**Çalışma Görevleri**
• 1. Metinden "Davetleriyle, bana bu" ile başlayıp "tekrar içtenlikle kutlarım." ile biten kısmı aynen alıntıla.
• 2. Metne göre Fatih Sultan Mehmet kaç yaşında hayata veda etmiş?
• 3. Metnin son paragrafında yazarın içtenlikle kutladığı kişi ve toplulukların hepsini sırala.

**Metin Bölümü**
%%

İşte, 9 Haziran Cumartesi günü, Gebze Kırım Türkleri'nin etkinliği bu tarihi alan da yapılırken, gün boyu, BÜYÜK TÜRK VE OSMANLI İMPARATORLUĞUNUN DEVRİMCİ VE PEYGAMBERİMİZİN BUYRUĞUNU YERİNE GETİRİP İSTANBUL GİBİ KIT'ALARI BİRLEŞTİREN BİR YERİ OSMANLI İMPARATORLUK SINIRLARINA KATARAK EBEDİYEN TÜRK YURDU YAPAN  PADİŞAHI FATİH SULTAN MEHMET'i bu vesileyle de olsa dualarla anıp, O'nu tarihi kişiliğiyle gün boyu hatırlayıp çevremde ki gençlere tekrar tekrar hatırlatırken, büyük bir huzurun doyumsuz duyguları, elbet benliğimi de kaplamış oluyordu… Tarihe mal olmuş kişiliğiyle, OTAĞIN DA ve maalesef bu bulunduğum nokta da, çok genç sayılacak 49 yaşın da hayata veda eden FATİH SULTAN MEHMET'in savaş meydanların da geçen ömründe adına ve son olarak bulunduğu OTAĞIN DA yaşama vedasını anımsatan, DÜNYA ÇAPIN DA ve her yönüyle mükemmel kişiliğini yansıtacak bir ANIT'IN, bu NOKTAYA yapılma teklif ve düşüncemi, KADİRŞİNAS TÜRK ULUSUNUN BİLGİSİNE, YEREL VE GENEL TÜM YETKİLİ VE ETKİLİ KİŞİLERİMİZE  ÇOK GEÇ KALINMIŞ YANINI DA HATIRLATARAK , ACİLEN TAKTİRLERİNE ARZ EDİYORUM…

***


Davetleriyle, bana bu imkanı , tesadüfen veren ve her vesileyle aktivitelerine ve Türk Birlik ve beraberliklerine yakından tanık olduğum GEBZE KIRIM TÜRK'LERİ Dernek mensuplarına ve özellikle de Başkan Sayın ŞERİFE ORAK Hanımefendi ve azimleri yitmeden aşk ve şevkle birlik ve beraberlik örnekleriyle çalışma sevdalısı  dostların tümünü tekrar içtenlikle kutlarım.

%%

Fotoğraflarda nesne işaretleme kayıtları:
%%

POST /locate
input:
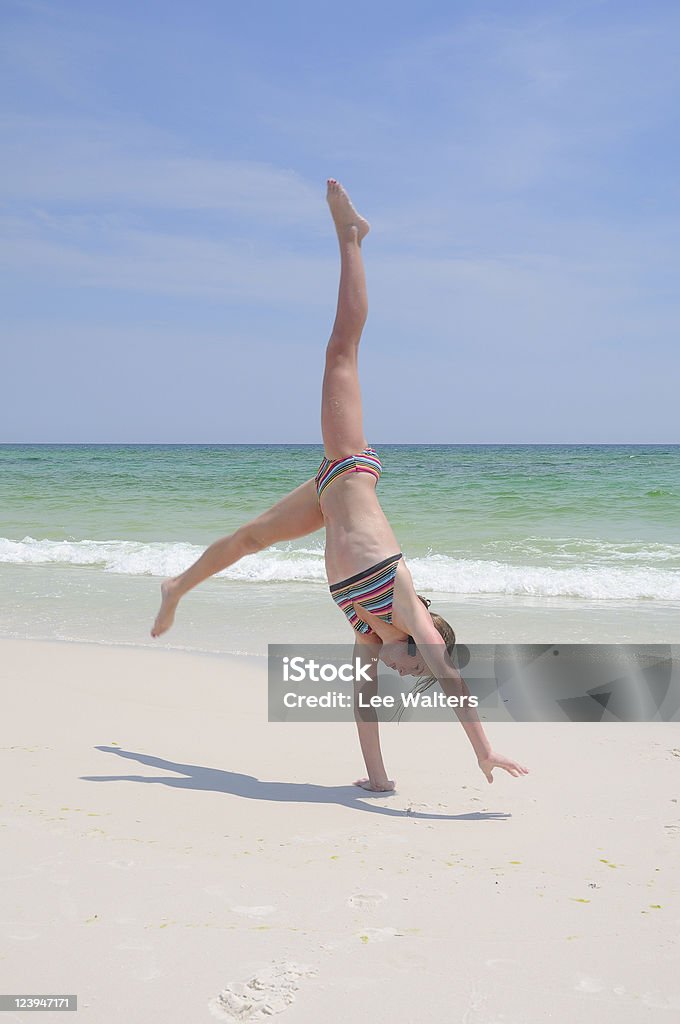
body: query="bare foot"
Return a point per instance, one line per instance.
(385, 786)
(166, 615)
(345, 216)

%%

**Görevlerin Cevapları**
• 1.
Davetleriyle, bana bu imkanı , tesadüfen veren ve her vesileyle aktivitelerine ve Türk Birlik ve beraberliklerine yakından tanık olduğum GEBZE KIRIM TÜRK'LERİ Dernek mensuplarına ve özellikle de Başkan Sayın ŞERİFE ORAK Hanımefendi ve azimleri yitmeden aşk ve şevkle birlik ve beraberlik örnekleriyle çalışma sevdalısı  dostların tümünü tekrar içtenlikle kutlarım.

• 2. 49 yaşında.

• 3.
- Gebze Kırım Türkleri Dernek mensupları
- Başkan Sayın Şerife Orak Hanımefendi
- Aşk ve şevkle çalışan, birlik ve beraberlik örneği gösteren çalışma sevdalısı dostların tümü